SOURCE TEXT →
•••

# Hurricane Lake..... anyone been lately?



## flukedaddy (Apr 11, 2009)

Just wondering if anyone had been to hurricane or bear lake lately figured its about time for spawn. :help:Thought bout taking the younguns camping


----------



## prgault (May 25, 2008)

We took the kayaks to Bear lake a couple of weeks ago and I got 1 @10" bass on a rattlin rap, wind was howling so I am not sure if it was my inability to stay in one place or they just weren't biting.

P_


----------



## flukedaddy (Apr 11, 2009)

yea its no fun on the lakes even with trolling motor when the wind is kicking...:surrender:


----------



## screwballl (Feb 1, 2011)

I am hoping to get up there maybe this coming weekend. Spawn should be in full swing right now like it is at most of the local lakes and ponds.


----------



## crazyfire (Oct 4, 2007)

Me and my wife are gonna try to go camping sometime next week. Looking to do some fishing. Havent been fresh water fishing in a long time....any tips for hurricane??


----------



## screwballl (Feb 1, 2011)

•••

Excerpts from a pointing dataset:
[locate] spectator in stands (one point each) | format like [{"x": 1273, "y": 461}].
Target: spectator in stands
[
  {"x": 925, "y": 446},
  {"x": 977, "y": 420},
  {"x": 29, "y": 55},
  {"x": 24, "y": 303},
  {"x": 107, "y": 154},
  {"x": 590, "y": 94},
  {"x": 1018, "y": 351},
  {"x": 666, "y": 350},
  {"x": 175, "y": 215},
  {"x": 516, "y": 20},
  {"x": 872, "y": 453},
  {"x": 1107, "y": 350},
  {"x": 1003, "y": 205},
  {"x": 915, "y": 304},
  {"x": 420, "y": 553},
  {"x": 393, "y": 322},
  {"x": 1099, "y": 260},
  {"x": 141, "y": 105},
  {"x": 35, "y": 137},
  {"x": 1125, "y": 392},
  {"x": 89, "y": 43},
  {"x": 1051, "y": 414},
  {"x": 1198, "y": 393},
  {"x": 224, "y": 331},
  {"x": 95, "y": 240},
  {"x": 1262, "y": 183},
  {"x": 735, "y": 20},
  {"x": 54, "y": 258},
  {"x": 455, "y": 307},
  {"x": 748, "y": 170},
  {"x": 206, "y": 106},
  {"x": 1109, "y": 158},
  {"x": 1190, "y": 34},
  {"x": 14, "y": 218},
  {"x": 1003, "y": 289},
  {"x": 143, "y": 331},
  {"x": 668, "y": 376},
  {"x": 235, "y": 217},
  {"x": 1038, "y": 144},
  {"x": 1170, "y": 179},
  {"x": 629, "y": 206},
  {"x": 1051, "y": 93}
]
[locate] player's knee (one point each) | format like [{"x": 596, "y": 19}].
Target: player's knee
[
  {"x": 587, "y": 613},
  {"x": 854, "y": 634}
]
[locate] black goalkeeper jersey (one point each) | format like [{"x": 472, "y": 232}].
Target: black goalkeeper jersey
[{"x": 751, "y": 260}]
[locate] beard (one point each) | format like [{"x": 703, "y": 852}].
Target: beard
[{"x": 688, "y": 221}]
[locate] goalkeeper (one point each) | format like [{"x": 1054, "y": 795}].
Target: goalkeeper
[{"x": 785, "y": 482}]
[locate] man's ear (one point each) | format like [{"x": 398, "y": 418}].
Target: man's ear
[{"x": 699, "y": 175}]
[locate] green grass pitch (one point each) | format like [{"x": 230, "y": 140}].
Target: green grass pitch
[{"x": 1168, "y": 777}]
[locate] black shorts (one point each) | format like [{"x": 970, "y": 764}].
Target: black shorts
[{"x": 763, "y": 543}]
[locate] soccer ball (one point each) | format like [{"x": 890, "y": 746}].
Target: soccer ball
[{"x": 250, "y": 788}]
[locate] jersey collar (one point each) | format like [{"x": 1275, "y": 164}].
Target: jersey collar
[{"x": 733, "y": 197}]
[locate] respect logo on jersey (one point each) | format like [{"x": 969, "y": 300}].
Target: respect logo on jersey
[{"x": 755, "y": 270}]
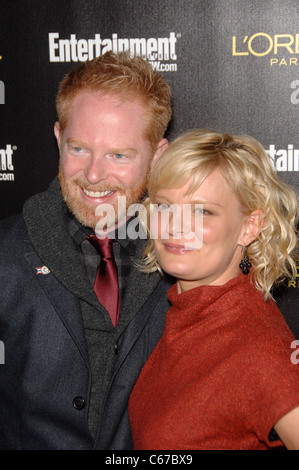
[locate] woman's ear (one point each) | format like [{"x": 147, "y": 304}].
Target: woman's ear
[
  {"x": 57, "y": 133},
  {"x": 252, "y": 227}
]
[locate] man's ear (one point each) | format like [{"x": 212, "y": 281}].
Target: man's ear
[
  {"x": 57, "y": 133},
  {"x": 162, "y": 145},
  {"x": 252, "y": 227}
]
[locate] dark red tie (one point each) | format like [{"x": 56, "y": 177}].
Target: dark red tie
[{"x": 106, "y": 282}]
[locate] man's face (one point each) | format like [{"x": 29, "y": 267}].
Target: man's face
[{"x": 103, "y": 155}]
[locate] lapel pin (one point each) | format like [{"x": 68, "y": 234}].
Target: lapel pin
[{"x": 42, "y": 270}]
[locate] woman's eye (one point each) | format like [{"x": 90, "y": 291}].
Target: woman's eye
[{"x": 201, "y": 210}]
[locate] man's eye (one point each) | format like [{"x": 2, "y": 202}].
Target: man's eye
[
  {"x": 162, "y": 206},
  {"x": 119, "y": 156}
]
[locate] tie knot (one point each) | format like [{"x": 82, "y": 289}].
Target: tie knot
[{"x": 102, "y": 245}]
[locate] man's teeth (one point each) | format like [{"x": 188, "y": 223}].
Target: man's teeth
[{"x": 97, "y": 193}]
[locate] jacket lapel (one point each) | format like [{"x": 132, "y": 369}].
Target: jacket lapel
[{"x": 66, "y": 305}]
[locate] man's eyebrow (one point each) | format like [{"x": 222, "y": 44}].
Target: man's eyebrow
[{"x": 76, "y": 142}]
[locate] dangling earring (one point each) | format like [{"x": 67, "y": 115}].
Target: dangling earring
[{"x": 245, "y": 263}]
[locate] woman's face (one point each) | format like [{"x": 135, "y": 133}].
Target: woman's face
[{"x": 213, "y": 253}]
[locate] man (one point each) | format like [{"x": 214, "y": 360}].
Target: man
[{"x": 69, "y": 369}]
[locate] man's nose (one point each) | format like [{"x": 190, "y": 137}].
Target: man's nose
[{"x": 97, "y": 169}]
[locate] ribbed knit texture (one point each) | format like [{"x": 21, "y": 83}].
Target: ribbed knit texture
[{"x": 221, "y": 375}]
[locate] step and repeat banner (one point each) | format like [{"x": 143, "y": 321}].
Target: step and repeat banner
[{"x": 232, "y": 66}]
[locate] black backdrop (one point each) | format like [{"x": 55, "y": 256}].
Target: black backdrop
[{"x": 232, "y": 66}]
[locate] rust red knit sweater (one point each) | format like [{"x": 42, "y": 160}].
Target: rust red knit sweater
[{"x": 221, "y": 375}]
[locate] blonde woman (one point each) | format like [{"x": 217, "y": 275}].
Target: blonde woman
[{"x": 221, "y": 376}]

•••

WORK TO COMPLETE →
[1] From the Hurricane Lake forum thread, copy word for word the part that opens with the words containing "yea its no fun" and closes with "lakes and ponds.".
[2] Pick up the Hurricane Lake forum thread where it stops and keep it going.

ANSWERS BY TASK →
[1]
yea its no fun on the lakes even with trolling motor when the wind is kicking...:surrender:


----------



## screwballl (Feb 1, 2011)

I am hoping to get up there maybe this coming weekend. Spawn should be in full swing right now like it is at most of the local lakes and ponds.

[2]
For bass, baits that work are ones that look like minnows with plenty of silver, or live minnows. Crickets and worms work well for the bluegill and perch.


----------



## Ocean Man (Sep 27, 2007)

A buddy and I went out there last weekend. We caught lots of little ones and 4 keepers. The bite was pretty slow. The fish had moved off their beds with the cold front. With the warmer weather this weekend combined with the full moon they will probably be going back to the beds in full force.


----------



## JRiffe (Mar 10, 2010)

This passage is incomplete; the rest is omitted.